Short task
Change "noun phrase" to "short description" throughout the lines from the one containing "the form (571,43)." through the end of the lines, leaving everything else as it is and omitting the pictures. Give back only that stretch of lines.

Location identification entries
+ + + +

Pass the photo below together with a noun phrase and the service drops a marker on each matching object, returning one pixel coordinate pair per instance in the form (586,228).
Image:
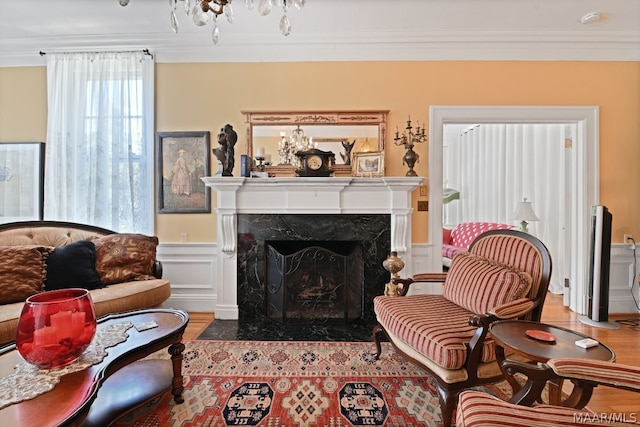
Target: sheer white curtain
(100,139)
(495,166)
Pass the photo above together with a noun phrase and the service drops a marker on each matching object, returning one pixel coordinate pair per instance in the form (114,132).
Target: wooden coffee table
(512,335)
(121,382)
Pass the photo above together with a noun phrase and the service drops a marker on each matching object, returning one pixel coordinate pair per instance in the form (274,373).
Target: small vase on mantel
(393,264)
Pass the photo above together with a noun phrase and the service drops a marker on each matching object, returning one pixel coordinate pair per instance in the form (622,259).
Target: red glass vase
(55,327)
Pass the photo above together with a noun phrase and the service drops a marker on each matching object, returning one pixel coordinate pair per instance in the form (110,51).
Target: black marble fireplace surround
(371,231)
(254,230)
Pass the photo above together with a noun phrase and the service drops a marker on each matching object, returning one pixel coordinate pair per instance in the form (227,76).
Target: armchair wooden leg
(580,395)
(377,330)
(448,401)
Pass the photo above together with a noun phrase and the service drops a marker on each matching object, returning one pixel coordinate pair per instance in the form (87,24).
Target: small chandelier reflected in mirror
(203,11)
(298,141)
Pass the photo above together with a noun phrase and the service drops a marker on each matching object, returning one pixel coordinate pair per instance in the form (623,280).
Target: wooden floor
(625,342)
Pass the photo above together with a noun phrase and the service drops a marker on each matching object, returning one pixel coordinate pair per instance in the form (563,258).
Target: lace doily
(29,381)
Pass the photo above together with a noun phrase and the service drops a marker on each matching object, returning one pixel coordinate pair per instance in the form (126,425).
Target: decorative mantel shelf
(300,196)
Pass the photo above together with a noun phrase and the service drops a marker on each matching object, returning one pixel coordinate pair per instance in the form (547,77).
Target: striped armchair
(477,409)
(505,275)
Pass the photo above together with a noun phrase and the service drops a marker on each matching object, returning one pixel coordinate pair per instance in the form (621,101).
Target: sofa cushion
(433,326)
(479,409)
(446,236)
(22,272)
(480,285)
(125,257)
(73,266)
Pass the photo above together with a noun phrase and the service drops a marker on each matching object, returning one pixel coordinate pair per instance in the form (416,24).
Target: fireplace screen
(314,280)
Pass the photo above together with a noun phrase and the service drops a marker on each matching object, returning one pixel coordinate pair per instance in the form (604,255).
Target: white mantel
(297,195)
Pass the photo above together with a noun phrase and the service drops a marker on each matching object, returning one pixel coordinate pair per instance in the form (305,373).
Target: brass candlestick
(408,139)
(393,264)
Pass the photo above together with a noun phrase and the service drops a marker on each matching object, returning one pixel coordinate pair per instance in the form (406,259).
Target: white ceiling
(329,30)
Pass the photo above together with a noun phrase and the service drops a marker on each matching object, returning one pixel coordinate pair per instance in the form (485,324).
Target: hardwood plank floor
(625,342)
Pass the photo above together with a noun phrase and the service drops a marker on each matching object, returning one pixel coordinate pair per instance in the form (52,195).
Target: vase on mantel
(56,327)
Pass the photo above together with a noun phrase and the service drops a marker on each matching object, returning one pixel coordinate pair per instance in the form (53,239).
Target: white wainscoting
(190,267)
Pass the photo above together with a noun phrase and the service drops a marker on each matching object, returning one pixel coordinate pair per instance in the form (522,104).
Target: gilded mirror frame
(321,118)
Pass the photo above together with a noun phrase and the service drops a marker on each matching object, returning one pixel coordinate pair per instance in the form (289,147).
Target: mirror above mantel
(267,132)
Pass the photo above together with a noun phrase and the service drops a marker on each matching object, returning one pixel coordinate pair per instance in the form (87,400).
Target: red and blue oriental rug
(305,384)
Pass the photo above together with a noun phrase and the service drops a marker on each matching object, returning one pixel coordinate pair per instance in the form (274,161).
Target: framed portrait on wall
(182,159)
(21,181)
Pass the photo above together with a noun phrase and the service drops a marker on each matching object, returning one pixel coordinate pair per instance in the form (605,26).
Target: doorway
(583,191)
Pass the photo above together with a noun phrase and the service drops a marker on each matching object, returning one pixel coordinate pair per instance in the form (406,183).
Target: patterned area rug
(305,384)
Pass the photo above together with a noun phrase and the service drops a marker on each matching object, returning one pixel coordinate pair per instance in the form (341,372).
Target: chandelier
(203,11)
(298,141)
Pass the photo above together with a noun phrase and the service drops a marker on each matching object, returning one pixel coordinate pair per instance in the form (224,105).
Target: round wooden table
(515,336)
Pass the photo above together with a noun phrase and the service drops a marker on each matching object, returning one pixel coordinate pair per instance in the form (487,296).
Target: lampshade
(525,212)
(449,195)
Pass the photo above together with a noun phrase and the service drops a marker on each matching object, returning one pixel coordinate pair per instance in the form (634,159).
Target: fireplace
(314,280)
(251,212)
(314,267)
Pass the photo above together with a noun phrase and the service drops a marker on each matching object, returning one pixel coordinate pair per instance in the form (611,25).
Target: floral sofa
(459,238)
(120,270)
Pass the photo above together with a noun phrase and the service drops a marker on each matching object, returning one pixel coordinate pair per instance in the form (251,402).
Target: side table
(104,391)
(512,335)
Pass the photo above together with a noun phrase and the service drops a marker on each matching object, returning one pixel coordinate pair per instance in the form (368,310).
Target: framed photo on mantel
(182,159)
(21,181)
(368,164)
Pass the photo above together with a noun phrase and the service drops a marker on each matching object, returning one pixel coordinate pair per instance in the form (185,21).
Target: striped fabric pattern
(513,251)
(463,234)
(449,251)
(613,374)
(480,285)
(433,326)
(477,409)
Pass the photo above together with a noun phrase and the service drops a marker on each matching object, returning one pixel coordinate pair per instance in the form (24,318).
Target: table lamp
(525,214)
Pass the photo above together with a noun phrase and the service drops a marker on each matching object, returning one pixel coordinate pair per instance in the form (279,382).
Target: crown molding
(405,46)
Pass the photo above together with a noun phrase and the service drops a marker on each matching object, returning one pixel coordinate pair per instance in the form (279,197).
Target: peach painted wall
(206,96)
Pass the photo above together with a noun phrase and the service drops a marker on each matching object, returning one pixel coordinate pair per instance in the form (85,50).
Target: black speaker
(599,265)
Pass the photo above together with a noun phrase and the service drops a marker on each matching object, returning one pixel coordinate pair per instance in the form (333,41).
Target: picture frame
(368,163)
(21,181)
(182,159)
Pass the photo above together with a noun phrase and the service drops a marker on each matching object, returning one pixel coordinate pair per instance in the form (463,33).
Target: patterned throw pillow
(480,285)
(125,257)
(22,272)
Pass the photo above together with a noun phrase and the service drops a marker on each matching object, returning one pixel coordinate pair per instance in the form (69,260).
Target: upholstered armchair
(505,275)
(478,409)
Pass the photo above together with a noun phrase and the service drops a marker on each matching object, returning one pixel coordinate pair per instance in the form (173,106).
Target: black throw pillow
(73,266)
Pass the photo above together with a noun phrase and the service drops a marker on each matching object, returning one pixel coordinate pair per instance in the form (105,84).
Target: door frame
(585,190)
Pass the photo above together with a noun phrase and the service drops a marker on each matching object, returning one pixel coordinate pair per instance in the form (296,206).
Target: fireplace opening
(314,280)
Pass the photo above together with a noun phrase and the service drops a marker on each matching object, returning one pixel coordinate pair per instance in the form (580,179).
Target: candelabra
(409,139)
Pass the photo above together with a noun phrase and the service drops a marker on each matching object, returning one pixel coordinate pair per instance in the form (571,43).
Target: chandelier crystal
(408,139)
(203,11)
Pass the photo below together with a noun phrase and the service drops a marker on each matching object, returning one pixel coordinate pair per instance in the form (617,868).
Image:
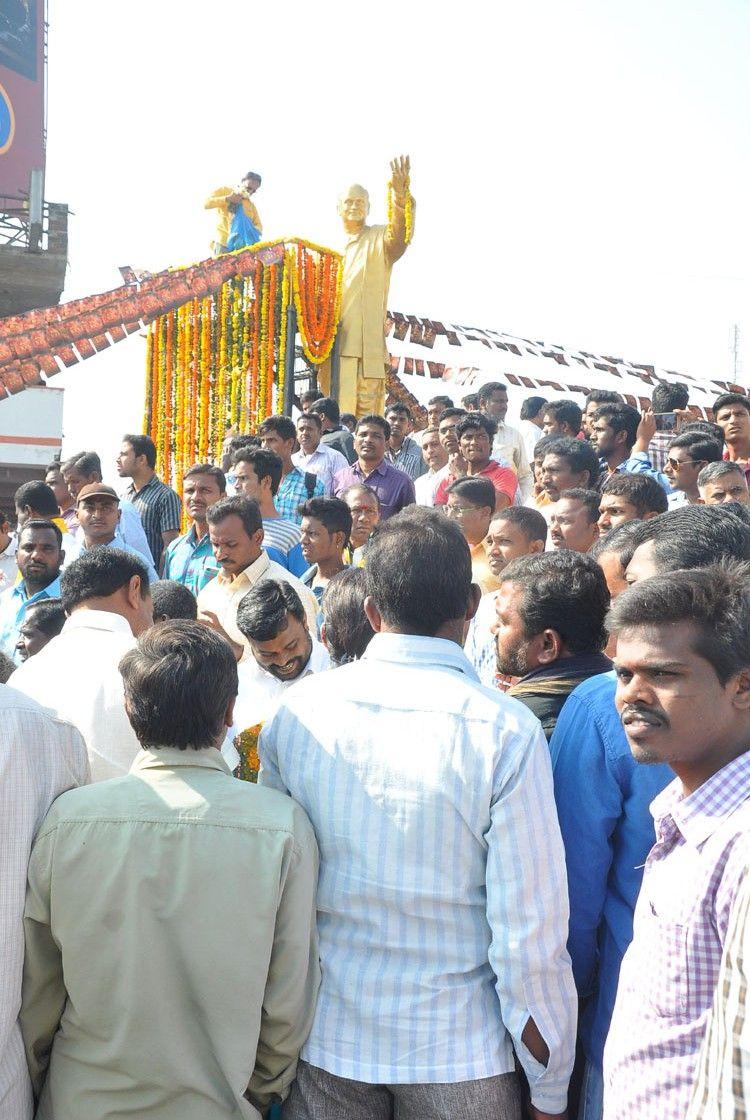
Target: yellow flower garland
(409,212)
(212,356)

+ + + +

Answer to this exercise
Pass the photo above together with a short description and the service drops a marker on each matching object, returning one pixel coordinate pair per instance in the form (571,43).
Target: chandelier crystal
(408,139)
(203,11)
Pass the photo below together with a short description and the service drops a marker on each matching object, returning one pixel coordinate pair per instance in the form (617,868).
Image:
Target: yellow flower garland
(409,212)
(212,356)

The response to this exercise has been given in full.